_Document_
Please go support this now 3+ year old SASWARE Ballot Idea for SAS to make enhancement to allow easy processing of such text files.

 

https://communities.sas.com/t5/SASware-Ballot-Ideas/Enhancements-to-INFILE-FILE-to-handle-delimited-...

ErikLund_Jensen
Rhodochrosite | Level 12

Hi @lbarwick 

 

I have encountered the same problem several times, and I have found the following approach useful. There is no conversion outside SAS.

 

1. Ged rid of the embedded line shifts. Use a data step to read the CSV file as text lines. Store the line in a retained output-line variable. Count the number of delimiters in the current line and add to the output line until it has the expected number of deliniters. Then write the output-line variable to a temporary text file, initiate the output-line variable and counter and read next line etc.

_Problem to solve_
Reproduce the SAS forum thread above word for word, from "Hi @lbarwick" to "next line etc.".

_Data listing_
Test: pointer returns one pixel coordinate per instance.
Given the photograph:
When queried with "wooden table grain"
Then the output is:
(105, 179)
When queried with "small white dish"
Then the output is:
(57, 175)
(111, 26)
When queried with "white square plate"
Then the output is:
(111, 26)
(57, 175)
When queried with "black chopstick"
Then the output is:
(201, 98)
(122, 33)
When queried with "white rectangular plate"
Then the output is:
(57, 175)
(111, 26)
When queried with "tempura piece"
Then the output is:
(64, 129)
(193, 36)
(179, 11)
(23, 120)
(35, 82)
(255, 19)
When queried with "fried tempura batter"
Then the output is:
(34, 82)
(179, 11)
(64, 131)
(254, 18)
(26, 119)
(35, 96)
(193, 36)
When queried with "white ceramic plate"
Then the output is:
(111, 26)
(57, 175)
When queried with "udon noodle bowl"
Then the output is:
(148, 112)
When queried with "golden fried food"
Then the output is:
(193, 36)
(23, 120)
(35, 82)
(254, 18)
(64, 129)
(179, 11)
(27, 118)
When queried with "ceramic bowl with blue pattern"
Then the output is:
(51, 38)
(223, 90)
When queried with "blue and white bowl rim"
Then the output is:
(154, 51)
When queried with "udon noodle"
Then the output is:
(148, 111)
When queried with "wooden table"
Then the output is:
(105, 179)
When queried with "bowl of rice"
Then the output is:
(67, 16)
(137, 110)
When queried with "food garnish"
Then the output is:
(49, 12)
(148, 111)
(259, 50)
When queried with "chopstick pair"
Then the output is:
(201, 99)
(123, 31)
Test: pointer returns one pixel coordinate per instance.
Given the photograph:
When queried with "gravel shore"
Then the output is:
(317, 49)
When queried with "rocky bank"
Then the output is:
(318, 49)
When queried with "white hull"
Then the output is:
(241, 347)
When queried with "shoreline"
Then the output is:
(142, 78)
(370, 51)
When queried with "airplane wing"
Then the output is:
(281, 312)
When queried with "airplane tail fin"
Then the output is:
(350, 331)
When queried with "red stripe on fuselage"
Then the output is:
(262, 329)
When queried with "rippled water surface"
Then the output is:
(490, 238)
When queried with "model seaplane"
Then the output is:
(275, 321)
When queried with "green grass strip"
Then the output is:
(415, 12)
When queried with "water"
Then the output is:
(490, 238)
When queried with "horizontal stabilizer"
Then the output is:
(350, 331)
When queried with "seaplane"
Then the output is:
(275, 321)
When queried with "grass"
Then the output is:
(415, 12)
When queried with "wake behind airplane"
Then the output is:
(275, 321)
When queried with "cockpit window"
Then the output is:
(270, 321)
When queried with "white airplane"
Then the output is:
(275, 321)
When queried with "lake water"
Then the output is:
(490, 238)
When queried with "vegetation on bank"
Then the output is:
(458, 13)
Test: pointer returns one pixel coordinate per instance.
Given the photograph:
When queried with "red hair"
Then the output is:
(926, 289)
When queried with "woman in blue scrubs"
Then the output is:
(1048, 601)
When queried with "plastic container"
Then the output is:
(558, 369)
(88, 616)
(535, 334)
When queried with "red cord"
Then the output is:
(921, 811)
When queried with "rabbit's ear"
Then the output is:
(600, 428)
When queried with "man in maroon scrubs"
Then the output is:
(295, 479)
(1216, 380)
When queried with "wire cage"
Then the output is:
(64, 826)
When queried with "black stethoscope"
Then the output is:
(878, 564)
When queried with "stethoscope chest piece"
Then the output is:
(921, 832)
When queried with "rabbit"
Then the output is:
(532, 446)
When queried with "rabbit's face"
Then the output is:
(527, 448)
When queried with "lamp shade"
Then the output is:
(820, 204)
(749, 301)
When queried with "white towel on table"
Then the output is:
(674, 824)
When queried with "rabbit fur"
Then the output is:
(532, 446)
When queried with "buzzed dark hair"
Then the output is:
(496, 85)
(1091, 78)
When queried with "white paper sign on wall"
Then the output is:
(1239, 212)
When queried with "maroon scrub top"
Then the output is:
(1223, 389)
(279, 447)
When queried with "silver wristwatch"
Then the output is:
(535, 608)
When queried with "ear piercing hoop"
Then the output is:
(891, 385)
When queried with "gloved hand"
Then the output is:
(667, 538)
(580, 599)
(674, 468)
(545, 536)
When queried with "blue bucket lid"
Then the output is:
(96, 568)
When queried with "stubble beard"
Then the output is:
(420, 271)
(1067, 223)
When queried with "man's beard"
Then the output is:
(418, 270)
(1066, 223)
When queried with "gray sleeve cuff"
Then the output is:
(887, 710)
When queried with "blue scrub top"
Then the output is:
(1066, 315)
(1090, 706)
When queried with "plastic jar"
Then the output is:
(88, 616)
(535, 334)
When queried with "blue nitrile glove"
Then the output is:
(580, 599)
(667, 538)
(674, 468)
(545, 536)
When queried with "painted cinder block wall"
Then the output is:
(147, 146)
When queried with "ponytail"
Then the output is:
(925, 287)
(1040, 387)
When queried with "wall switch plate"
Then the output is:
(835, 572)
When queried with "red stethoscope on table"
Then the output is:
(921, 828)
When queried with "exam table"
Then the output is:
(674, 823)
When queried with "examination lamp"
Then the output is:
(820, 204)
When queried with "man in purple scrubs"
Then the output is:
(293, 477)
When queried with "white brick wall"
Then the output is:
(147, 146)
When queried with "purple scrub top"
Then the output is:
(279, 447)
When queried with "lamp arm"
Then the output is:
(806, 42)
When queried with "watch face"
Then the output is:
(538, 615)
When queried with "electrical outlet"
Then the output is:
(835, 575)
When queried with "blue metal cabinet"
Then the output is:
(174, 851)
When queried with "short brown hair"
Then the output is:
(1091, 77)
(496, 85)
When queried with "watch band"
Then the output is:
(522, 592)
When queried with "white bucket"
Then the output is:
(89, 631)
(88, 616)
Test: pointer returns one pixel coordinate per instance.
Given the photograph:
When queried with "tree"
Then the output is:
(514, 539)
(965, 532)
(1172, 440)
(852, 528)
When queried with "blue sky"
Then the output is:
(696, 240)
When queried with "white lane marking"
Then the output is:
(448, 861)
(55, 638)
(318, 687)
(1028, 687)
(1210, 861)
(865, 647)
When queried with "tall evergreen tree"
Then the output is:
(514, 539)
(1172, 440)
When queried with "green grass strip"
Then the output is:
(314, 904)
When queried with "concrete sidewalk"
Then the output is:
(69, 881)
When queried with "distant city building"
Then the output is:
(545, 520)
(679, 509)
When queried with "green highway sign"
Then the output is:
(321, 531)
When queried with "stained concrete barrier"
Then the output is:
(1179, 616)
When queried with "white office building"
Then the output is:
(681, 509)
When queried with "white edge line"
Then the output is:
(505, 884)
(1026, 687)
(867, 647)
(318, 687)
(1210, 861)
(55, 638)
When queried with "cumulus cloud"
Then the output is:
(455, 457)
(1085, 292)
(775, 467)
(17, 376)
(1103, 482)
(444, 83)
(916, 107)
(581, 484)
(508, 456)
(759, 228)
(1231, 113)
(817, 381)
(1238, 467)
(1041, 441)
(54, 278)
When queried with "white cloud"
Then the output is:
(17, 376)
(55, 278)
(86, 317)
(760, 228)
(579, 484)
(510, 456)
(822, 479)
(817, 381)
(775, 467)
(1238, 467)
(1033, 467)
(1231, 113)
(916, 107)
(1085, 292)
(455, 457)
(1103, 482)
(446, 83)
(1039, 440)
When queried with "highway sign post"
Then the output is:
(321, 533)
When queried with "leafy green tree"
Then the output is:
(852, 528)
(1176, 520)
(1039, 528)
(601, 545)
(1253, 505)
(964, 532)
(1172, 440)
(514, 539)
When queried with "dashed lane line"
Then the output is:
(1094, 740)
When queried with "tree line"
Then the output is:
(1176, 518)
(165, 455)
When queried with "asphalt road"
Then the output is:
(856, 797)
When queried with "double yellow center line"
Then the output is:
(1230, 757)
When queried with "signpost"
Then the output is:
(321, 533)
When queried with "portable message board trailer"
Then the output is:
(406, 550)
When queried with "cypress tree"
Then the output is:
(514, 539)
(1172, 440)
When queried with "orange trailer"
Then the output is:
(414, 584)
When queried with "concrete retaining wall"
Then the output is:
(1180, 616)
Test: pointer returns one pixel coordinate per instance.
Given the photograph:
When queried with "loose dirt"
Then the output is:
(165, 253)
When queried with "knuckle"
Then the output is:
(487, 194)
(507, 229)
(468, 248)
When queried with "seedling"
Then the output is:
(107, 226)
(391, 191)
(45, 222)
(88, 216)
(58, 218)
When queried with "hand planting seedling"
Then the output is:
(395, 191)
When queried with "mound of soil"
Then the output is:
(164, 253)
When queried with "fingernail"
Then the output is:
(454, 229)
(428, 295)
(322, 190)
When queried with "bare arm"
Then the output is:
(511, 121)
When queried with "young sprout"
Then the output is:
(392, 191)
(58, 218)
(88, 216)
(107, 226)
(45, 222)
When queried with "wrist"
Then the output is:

_Expected answer_
Hi @lbarwick 

 

I have encountered the same problem several times, and I have found the following approach useful. There is no conversion outside SAS.

 

1. Ged rid of the embedded line shifts. Use a data step to read the CSV file as text lines. Store the line in a retained output-line variable. Count the number of delimiters in the current line and add to the output line until it has the expected number of deliniters. Then write the output-line variable to a temporary text file, initiate the output-line variable and counter and read next line etc.